▶ **Challenge**
Gather each line in the listing below that contains the string "plate". Uppercase and lowercase count as different.

▶ **Exercise materials**
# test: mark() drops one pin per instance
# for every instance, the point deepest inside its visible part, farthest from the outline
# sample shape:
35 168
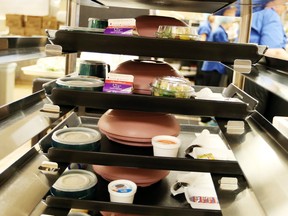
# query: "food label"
122 188
119 83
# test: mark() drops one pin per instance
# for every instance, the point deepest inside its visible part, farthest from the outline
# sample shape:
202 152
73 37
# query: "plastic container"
76 183
77 138
122 191
7 82
94 68
80 83
166 146
169 86
177 32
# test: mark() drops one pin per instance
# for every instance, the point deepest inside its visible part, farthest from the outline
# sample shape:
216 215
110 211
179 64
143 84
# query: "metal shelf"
74 41
131 156
204 6
102 100
271 79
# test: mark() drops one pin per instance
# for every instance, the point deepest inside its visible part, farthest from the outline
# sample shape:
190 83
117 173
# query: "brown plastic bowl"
136 124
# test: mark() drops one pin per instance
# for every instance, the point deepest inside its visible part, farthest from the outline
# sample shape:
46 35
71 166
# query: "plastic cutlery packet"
212 154
202 197
209 146
207 94
198 188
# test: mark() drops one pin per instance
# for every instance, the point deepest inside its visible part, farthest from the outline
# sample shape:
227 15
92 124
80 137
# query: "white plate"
76 136
75 180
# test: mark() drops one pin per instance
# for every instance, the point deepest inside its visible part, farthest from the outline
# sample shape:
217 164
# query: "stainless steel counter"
14 49
270 79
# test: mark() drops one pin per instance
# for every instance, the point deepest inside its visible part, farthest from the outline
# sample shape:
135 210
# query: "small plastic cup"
166 145
122 191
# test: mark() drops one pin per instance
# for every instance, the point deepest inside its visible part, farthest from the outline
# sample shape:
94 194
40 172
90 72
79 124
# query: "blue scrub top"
205 28
267 29
219 35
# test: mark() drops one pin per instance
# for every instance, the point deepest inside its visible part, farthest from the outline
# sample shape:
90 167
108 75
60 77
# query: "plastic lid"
75 180
76 136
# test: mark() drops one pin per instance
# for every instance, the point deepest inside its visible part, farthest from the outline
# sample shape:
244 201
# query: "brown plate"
143 125
139 144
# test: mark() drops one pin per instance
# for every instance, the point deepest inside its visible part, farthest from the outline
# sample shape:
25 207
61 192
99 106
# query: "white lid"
76 136
75 180
122 187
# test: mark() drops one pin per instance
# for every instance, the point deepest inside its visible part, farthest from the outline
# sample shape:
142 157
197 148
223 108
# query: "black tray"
112 153
77 41
197 107
279 64
155 199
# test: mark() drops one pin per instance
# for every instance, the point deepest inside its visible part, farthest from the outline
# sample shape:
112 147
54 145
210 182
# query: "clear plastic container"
177 32
169 86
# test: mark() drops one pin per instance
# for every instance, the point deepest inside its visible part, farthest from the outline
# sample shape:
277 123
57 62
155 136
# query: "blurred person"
267 27
205 28
211 72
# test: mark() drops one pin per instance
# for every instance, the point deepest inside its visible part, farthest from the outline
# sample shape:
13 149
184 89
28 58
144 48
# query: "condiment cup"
122 191
166 145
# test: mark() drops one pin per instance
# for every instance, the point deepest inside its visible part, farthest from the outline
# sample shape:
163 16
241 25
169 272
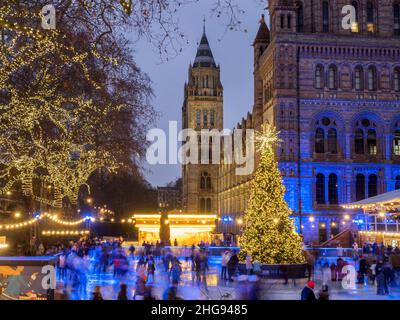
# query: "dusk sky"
233 52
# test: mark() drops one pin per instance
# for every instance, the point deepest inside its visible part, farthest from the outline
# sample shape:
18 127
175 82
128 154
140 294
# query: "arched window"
396 143
396 19
198 118
397 184
360 187
208 205
320 189
371 142
358 78
205 181
300 17
359 142
332 141
325 16
372 185
212 118
203 205
319 141
396 79
205 118
208 183
370 16
202 183
372 78
319 77
332 77
333 189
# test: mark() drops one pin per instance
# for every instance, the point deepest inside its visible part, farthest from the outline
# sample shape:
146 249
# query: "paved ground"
217 289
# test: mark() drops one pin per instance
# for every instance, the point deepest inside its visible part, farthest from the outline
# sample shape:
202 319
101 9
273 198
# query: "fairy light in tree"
269 235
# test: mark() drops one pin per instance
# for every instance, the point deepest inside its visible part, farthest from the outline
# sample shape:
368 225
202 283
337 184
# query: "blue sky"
231 49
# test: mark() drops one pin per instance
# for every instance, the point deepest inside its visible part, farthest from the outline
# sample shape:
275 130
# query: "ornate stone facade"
202 109
334 95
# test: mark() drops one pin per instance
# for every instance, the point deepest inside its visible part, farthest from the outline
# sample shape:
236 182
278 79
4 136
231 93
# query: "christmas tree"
269 234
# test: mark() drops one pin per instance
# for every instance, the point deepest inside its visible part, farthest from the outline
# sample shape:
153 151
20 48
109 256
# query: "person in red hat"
308 292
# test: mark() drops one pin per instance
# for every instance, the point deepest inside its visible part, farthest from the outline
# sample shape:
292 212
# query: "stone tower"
202 109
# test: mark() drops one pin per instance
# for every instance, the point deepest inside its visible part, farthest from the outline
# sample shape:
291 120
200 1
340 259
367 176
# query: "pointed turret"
263 35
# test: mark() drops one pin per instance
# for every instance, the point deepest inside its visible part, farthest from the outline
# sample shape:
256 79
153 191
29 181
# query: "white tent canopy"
389 199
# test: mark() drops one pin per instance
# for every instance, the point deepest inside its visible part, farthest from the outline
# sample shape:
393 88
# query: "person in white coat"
326 274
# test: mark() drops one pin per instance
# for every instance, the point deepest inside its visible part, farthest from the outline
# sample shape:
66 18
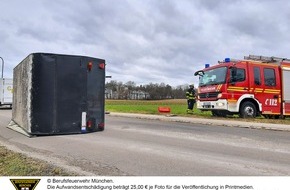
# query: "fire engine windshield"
213 76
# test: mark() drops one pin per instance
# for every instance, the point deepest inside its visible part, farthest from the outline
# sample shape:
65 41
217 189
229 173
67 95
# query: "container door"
71 93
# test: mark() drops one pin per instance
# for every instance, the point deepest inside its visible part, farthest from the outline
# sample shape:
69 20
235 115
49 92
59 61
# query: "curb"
172 118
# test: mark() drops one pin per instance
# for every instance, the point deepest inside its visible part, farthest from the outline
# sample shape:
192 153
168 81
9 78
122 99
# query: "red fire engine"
257 85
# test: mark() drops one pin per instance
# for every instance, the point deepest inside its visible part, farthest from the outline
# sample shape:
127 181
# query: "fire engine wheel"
248 110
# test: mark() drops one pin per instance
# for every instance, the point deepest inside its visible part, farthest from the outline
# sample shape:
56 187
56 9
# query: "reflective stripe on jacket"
190 94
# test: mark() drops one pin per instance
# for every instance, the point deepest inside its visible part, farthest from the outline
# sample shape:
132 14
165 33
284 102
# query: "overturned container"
58 94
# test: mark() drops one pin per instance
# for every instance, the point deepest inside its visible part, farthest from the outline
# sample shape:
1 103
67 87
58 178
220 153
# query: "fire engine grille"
208 95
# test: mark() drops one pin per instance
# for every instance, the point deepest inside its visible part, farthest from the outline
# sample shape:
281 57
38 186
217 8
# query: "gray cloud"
145 41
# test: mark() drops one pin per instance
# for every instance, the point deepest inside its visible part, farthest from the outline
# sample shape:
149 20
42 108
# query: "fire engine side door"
265 85
238 85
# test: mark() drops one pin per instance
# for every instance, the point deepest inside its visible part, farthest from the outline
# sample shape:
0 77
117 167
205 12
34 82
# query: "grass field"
177 106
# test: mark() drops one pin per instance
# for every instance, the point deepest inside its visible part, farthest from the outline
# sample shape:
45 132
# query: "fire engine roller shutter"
286 86
52 93
286 90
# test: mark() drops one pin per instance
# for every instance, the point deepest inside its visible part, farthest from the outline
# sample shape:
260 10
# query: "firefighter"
190 95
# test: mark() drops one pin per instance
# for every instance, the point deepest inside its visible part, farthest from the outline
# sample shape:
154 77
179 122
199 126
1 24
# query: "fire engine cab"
257 85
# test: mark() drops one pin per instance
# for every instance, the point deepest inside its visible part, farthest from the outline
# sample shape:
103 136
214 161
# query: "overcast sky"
145 40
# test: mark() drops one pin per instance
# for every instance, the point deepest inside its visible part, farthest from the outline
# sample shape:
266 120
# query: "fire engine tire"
248 110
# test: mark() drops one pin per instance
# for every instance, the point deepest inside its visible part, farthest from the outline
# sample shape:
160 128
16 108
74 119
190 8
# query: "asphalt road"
131 146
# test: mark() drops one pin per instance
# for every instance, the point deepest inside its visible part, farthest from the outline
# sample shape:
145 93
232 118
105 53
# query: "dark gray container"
59 94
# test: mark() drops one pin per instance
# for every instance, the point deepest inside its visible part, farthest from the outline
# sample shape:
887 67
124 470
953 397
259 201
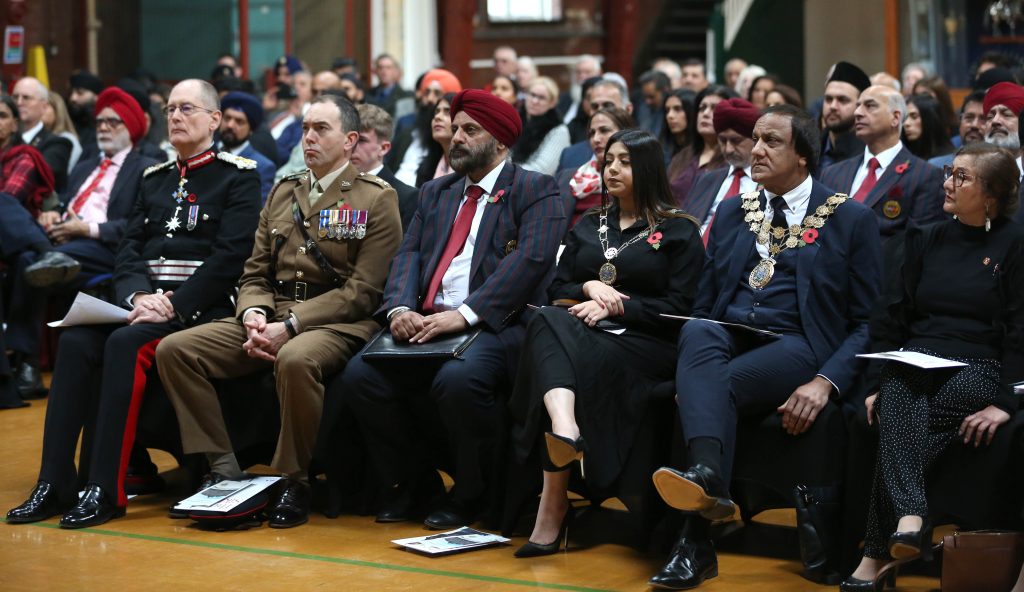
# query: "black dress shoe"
53 268
292 508
208 480
697 490
29 381
93 509
692 561
453 514
42 504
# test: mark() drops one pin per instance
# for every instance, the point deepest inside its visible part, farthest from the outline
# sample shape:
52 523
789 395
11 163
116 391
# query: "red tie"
83 197
869 180
457 240
733 191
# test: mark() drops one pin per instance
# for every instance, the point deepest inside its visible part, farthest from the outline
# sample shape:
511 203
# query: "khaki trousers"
188 360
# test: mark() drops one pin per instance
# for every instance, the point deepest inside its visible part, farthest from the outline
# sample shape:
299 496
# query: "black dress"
960 295
611 375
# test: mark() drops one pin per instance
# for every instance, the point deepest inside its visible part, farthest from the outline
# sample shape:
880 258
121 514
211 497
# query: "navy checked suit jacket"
699 199
913 197
839 278
123 194
528 212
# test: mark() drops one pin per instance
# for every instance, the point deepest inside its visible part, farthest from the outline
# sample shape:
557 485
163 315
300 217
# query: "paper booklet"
913 358
225 495
90 310
464 539
756 331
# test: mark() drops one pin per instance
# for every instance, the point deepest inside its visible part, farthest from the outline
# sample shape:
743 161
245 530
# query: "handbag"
383 346
981 560
817 533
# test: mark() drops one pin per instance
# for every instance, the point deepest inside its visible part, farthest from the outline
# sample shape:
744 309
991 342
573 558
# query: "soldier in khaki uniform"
323 248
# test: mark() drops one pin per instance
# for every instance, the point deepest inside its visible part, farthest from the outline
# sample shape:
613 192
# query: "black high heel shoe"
531 549
912 545
562 452
885 579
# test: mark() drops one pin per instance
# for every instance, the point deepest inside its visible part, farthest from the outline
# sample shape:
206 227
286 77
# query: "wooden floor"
147 551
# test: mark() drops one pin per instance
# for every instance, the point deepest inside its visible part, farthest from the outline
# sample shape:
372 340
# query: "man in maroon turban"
85 230
1003 104
734 119
480 248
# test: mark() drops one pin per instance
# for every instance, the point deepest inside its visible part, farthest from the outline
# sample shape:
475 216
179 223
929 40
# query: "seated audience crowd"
515 254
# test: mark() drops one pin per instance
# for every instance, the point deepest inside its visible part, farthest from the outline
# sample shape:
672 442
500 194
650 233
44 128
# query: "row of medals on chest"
778 239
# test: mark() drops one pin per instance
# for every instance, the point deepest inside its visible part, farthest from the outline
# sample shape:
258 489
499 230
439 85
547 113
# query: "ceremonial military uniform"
322 265
188 236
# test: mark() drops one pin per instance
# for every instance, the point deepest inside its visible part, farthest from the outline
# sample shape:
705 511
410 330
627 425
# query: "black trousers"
920 414
467 394
719 378
29 305
99 378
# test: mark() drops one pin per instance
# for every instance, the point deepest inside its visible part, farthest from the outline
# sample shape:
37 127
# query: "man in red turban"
480 248
1003 104
85 230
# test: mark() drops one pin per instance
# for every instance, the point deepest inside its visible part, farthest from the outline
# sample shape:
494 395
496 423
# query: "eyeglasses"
960 175
187 110
111 122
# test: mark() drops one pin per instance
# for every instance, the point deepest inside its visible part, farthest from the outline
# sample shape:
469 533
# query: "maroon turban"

▶ **Exercise solution**
# query: "white plate"
# query: "brown plate"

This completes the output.